→ **Required action**: Find the lines of the records in which the word "haze" appears and report how many there are, as a number alone.
::: Data for review :::
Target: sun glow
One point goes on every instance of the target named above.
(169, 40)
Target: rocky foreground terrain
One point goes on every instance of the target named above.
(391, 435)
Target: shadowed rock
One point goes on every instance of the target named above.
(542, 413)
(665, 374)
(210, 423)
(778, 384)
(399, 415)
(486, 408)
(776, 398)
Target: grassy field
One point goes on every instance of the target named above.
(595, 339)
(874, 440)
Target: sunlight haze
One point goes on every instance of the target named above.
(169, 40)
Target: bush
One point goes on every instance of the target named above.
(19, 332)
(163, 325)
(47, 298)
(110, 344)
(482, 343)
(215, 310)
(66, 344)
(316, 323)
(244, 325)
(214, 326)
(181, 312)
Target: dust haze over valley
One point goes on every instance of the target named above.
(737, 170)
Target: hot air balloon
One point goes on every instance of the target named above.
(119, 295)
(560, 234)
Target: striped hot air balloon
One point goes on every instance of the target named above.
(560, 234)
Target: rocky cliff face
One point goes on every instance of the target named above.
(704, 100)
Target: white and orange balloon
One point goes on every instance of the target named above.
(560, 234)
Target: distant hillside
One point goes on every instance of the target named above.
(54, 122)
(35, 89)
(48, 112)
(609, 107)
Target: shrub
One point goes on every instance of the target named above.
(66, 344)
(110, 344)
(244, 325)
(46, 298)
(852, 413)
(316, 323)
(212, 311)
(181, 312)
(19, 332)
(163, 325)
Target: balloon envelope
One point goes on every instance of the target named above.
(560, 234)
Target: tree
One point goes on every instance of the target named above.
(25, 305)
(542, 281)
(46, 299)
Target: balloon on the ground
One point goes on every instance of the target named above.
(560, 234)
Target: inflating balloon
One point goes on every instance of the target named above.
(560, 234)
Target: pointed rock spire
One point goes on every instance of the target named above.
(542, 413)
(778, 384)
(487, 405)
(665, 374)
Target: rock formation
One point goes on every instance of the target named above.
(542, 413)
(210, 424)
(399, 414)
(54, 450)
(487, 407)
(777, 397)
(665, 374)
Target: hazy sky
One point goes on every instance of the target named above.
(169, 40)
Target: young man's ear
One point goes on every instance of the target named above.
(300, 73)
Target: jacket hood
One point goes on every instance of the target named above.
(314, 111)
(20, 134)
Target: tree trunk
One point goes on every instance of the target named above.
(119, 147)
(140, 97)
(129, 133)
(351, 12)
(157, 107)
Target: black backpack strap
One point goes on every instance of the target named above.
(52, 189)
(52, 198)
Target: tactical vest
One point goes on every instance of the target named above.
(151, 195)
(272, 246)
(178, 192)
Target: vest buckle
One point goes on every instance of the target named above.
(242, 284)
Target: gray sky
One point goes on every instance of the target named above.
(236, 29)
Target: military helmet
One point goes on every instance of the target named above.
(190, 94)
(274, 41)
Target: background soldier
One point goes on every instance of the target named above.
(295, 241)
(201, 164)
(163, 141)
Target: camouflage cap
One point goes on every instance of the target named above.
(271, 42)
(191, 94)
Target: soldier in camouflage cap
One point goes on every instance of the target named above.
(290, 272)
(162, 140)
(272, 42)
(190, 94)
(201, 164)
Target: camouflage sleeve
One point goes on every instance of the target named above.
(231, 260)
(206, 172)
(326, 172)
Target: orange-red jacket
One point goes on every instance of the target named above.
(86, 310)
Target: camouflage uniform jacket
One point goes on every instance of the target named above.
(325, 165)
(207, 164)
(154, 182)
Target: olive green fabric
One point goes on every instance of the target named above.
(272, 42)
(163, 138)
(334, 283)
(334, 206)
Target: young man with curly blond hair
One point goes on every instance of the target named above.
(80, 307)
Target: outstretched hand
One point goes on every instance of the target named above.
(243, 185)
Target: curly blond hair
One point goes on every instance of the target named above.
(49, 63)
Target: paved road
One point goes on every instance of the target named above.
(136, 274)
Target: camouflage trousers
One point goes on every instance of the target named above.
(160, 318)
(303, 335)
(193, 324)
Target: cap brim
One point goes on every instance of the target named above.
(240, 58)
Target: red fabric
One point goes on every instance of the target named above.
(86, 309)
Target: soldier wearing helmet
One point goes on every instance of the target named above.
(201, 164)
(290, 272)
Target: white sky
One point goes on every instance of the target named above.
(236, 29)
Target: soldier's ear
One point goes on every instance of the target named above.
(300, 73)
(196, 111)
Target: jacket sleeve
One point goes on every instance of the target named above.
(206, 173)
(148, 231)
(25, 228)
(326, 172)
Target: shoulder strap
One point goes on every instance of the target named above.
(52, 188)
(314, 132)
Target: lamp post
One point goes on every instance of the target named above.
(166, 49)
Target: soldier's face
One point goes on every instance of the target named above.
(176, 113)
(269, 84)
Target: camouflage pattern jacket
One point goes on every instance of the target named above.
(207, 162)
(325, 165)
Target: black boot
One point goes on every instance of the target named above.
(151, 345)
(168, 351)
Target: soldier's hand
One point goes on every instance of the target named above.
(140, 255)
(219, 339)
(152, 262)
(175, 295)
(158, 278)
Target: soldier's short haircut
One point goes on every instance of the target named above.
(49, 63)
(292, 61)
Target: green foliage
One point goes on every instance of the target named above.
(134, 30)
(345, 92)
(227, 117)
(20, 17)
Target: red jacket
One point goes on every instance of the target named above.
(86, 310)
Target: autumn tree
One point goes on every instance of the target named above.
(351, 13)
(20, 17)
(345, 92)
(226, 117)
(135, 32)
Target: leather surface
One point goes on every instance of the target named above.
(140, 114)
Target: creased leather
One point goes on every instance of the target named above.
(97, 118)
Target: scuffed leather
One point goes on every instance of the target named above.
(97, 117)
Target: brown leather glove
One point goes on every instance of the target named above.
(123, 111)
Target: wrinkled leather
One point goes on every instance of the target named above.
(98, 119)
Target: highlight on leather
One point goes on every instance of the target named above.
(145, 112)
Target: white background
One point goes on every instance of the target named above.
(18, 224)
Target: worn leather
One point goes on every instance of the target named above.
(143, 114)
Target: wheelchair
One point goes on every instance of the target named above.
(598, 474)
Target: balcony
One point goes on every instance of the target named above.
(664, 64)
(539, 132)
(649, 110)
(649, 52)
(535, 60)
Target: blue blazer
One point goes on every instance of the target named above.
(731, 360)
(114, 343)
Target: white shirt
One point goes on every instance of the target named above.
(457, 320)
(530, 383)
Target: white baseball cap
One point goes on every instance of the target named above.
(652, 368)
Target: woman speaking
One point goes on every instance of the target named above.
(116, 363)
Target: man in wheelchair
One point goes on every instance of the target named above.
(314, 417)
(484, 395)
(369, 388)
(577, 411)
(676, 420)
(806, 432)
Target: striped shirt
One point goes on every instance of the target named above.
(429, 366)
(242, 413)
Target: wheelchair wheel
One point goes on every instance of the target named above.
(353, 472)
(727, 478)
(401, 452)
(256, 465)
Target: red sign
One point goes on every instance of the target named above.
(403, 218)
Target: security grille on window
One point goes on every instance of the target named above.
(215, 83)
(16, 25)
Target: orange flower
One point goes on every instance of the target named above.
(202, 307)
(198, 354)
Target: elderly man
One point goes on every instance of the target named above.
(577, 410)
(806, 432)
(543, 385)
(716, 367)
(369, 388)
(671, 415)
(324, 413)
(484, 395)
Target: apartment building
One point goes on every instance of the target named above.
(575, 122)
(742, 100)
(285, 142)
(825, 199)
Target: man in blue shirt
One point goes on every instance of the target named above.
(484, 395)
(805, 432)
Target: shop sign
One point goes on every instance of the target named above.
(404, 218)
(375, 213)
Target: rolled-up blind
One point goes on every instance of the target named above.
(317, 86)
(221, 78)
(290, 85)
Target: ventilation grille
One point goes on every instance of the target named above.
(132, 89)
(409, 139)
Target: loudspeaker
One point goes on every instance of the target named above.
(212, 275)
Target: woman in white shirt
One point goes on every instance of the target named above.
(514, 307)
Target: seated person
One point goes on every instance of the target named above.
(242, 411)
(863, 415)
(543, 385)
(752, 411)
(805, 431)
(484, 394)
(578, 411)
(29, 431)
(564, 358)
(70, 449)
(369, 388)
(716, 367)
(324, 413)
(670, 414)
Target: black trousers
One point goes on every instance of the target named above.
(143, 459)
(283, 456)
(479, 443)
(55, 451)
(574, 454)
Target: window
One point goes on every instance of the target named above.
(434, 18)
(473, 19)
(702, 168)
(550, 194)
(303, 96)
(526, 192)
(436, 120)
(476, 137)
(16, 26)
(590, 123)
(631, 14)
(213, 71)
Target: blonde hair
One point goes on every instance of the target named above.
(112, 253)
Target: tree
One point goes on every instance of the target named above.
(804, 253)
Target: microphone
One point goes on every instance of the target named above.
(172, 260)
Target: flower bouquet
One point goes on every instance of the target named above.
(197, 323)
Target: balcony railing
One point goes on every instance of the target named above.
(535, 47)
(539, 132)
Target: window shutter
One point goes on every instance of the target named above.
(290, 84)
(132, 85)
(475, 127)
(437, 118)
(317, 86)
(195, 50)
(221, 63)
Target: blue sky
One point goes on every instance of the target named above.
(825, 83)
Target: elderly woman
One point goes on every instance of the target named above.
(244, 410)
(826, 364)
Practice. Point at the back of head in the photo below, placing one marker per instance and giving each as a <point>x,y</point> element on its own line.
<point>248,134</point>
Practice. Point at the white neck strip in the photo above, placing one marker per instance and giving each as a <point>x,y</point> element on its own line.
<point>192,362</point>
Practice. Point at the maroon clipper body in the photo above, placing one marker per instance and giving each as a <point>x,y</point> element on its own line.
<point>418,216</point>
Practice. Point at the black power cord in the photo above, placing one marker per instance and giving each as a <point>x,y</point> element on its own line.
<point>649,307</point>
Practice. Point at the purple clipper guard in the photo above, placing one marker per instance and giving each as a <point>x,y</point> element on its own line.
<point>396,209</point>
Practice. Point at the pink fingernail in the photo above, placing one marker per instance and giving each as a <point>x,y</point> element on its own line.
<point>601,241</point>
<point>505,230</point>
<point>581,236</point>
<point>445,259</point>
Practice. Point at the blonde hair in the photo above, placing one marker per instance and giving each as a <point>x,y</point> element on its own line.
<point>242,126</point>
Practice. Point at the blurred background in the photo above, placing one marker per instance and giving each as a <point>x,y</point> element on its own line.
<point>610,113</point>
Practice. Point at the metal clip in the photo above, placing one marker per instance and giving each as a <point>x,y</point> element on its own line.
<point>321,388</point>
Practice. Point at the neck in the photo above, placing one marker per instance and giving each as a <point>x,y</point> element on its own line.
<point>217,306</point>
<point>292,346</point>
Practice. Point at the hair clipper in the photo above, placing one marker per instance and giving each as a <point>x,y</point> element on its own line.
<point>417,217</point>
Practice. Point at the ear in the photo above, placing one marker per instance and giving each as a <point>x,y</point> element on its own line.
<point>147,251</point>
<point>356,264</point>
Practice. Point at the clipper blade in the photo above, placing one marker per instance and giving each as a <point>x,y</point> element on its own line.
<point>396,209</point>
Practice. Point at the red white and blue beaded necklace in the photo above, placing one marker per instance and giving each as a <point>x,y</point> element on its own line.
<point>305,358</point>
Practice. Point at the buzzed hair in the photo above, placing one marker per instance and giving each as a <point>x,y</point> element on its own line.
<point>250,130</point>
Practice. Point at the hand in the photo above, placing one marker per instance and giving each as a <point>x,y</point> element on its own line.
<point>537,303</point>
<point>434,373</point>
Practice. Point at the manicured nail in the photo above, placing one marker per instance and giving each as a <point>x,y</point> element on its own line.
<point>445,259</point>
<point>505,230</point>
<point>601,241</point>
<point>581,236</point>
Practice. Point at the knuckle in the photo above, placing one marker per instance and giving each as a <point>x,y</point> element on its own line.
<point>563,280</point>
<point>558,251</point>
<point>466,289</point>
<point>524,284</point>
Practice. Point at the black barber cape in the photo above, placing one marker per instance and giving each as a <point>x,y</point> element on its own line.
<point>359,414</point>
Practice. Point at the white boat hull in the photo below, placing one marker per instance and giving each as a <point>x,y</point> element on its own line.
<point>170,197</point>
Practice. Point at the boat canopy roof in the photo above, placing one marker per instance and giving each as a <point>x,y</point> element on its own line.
:::
→ **Answer space**: 2